◆ **Directions for this task**: Print the records exactly as written, and let no picture into the answer.

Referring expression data
Content starts

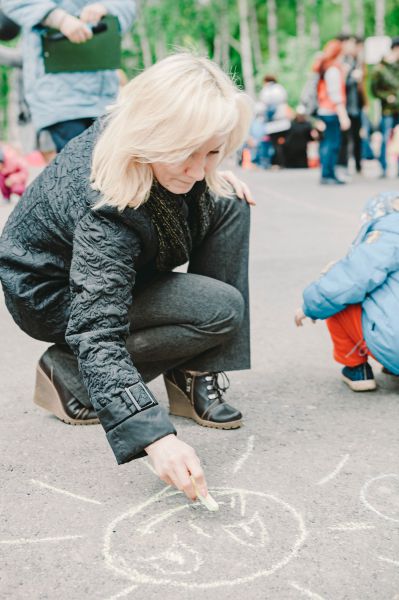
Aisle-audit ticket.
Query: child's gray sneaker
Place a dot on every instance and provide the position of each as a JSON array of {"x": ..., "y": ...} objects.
[{"x": 360, "y": 378}]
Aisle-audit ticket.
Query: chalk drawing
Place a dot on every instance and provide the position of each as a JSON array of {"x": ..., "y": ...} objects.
[
  {"x": 351, "y": 527},
  {"x": 246, "y": 455},
  {"x": 21, "y": 541},
  {"x": 134, "y": 549},
  {"x": 251, "y": 533},
  {"x": 174, "y": 560},
  {"x": 123, "y": 593},
  {"x": 381, "y": 495},
  {"x": 199, "y": 530},
  {"x": 306, "y": 592},
  {"x": 389, "y": 560},
  {"x": 334, "y": 473},
  {"x": 149, "y": 466},
  {"x": 65, "y": 492}
]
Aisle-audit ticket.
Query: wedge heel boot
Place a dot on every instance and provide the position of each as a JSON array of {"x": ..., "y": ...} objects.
[
  {"x": 200, "y": 398},
  {"x": 50, "y": 395}
]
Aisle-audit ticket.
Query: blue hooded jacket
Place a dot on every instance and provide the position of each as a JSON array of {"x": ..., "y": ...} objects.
[
  {"x": 55, "y": 97},
  {"x": 368, "y": 275}
]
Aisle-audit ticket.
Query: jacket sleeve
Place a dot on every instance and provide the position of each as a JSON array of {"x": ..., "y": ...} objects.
[
  {"x": 101, "y": 278},
  {"x": 350, "y": 280},
  {"x": 123, "y": 9},
  {"x": 28, "y": 13}
]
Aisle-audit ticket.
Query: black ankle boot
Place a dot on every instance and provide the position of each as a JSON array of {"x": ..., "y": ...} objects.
[
  {"x": 57, "y": 385},
  {"x": 200, "y": 397}
]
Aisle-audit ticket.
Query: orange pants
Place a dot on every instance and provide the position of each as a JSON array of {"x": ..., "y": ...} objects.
[{"x": 347, "y": 336}]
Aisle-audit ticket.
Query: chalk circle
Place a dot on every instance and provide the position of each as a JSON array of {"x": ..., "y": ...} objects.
[
  {"x": 168, "y": 540},
  {"x": 381, "y": 495}
]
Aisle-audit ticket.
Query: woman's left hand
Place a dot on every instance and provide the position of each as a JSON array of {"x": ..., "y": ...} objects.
[
  {"x": 93, "y": 13},
  {"x": 240, "y": 188}
]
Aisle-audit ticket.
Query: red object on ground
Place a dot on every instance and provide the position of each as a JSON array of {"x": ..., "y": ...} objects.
[
  {"x": 35, "y": 159},
  {"x": 347, "y": 336},
  {"x": 13, "y": 173}
]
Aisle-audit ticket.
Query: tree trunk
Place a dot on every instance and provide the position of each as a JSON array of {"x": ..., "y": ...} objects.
[
  {"x": 142, "y": 33},
  {"x": 379, "y": 17},
  {"x": 300, "y": 18},
  {"x": 245, "y": 46},
  {"x": 346, "y": 16},
  {"x": 224, "y": 35},
  {"x": 254, "y": 27},
  {"x": 314, "y": 25},
  {"x": 272, "y": 30}
]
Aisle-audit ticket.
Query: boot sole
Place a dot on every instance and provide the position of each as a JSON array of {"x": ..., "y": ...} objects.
[
  {"x": 360, "y": 386},
  {"x": 46, "y": 396},
  {"x": 180, "y": 406}
]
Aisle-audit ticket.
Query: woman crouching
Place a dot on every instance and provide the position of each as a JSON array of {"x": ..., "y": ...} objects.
[{"x": 87, "y": 259}]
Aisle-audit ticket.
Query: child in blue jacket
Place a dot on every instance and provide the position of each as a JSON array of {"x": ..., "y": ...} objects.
[{"x": 359, "y": 296}]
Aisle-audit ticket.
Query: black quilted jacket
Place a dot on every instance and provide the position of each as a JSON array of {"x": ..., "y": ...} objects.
[{"x": 68, "y": 274}]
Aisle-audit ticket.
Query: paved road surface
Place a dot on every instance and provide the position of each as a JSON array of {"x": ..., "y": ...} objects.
[{"x": 309, "y": 487}]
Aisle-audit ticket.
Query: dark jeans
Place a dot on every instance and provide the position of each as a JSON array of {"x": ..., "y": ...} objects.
[
  {"x": 197, "y": 320},
  {"x": 64, "y": 131},
  {"x": 352, "y": 136},
  {"x": 329, "y": 146},
  {"x": 388, "y": 123}
]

Content ends

◆ **Reply to the task**:
Aisle-audit ticket.
Query: child's gray sneaker
Place a dot on every instance and provide the position of each as a JSON array of {"x": ..., "y": ...} objects.
[{"x": 360, "y": 378}]
Aisle-audit ticket.
Query: chalk drawing
Place a dot on every instance and provide the position of each as a JSON array of {"x": ..., "y": ...} objects.
[
  {"x": 351, "y": 527},
  {"x": 246, "y": 455},
  {"x": 21, "y": 541},
  {"x": 134, "y": 549},
  {"x": 251, "y": 533},
  {"x": 174, "y": 560},
  {"x": 123, "y": 593},
  {"x": 381, "y": 495},
  {"x": 199, "y": 530},
  {"x": 306, "y": 592},
  {"x": 389, "y": 560},
  {"x": 334, "y": 473},
  {"x": 149, "y": 466},
  {"x": 65, "y": 492}
]
Aisle-audit ticket.
Query: wedge heel boot
Place a dot on every instance and provide the position of each as a JSON array of {"x": ..., "y": ...} objects.
[
  {"x": 200, "y": 398},
  {"x": 50, "y": 395}
]
Aisle-audit ticket.
Query: blue hooded jacket
Place a dot on every instance and provide the position of each as a JSON array of {"x": ..., "y": ...} objects.
[
  {"x": 55, "y": 97},
  {"x": 368, "y": 275}
]
Aisle-audit ticket.
Query: jacket sleeve
Place a dot on every instance and provide the position of each as a JSON array of {"x": ..., "y": ...} objects.
[
  {"x": 101, "y": 278},
  {"x": 350, "y": 280},
  {"x": 123, "y": 9},
  {"x": 28, "y": 13}
]
Aisle-audit ticket.
Query: black ankle boot
Place a dot on every instance and provide the position of each as a JSON array of {"x": ..., "y": ...} objects.
[
  {"x": 57, "y": 385},
  {"x": 200, "y": 397}
]
Aisle-audit ticket.
Query: orange pants
Place a dot on every instance and provide the position of each as a JSON array of {"x": ..., "y": ...} objects.
[{"x": 347, "y": 336}]
Aisle-audit ticket.
Query: chalk circle
Place a dot on every instance and provide the position of each as a JSON array of {"x": ..., "y": ...} objects.
[
  {"x": 168, "y": 540},
  {"x": 381, "y": 495}
]
Aisle-audit ticket.
Query: woman's left hand
Place a dot on every instance and provide the position of each as a JSON array of {"x": ..., "y": ...} objects.
[
  {"x": 93, "y": 13},
  {"x": 240, "y": 188}
]
Aisle-audit ticket.
Query: red object on ground
Place a dot on every instance and provide the position of each as a JSON array of {"x": ..., "y": ...} objects.
[
  {"x": 35, "y": 159},
  {"x": 347, "y": 336},
  {"x": 13, "y": 173}
]
Aisle-audit ticket.
Query: tree trunk
Place a dot on every instance and provide the position of each as a JSON array of {"x": ..., "y": ...} objects.
[
  {"x": 142, "y": 33},
  {"x": 379, "y": 17},
  {"x": 300, "y": 18},
  {"x": 245, "y": 46},
  {"x": 346, "y": 16},
  {"x": 224, "y": 35},
  {"x": 254, "y": 27},
  {"x": 314, "y": 25},
  {"x": 272, "y": 30}
]
Aisle-audit ticket.
Query: boot sole
Place a dot on every instance and provide the position of each as a JSON array of {"x": ..., "y": ...} objects.
[
  {"x": 360, "y": 386},
  {"x": 46, "y": 396},
  {"x": 180, "y": 406}
]
Aisle-audit ticket.
Query: woman crouching
Place a dot on every instance and provide the position of each as a JSON array of {"x": ..., "y": ...} objects.
[{"x": 87, "y": 259}]
Aisle-audit ticket.
Query: child in blue jacket
Place a dot on every instance and provide the position of each as a JSON array of {"x": ..., "y": ...} objects.
[{"x": 359, "y": 296}]
Aisle-audit ticket.
Query: black quilted jacket
Place a dot on every instance and provide the position of each as a JSON array of {"x": ..., "y": ...} objects.
[{"x": 68, "y": 274}]
Aisle-audit ticket.
Query: paved road surface
Place a dot on every instance and provide the position of each as a JSON array of {"x": ..., "y": ...} objects.
[{"x": 309, "y": 487}]
Aisle-audit ticket.
Query: dark jeans
Place a dot on every instance and provide the position of each as a JSON array of {"x": ..., "y": ...} objects.
[
  {"x": 197, "y": 320},
  {"x": 64, "y": 131},
  {"x": 352, "y": 136},
  {"x": 329, "y": 146},
  {"x": 388, "y": 123}
]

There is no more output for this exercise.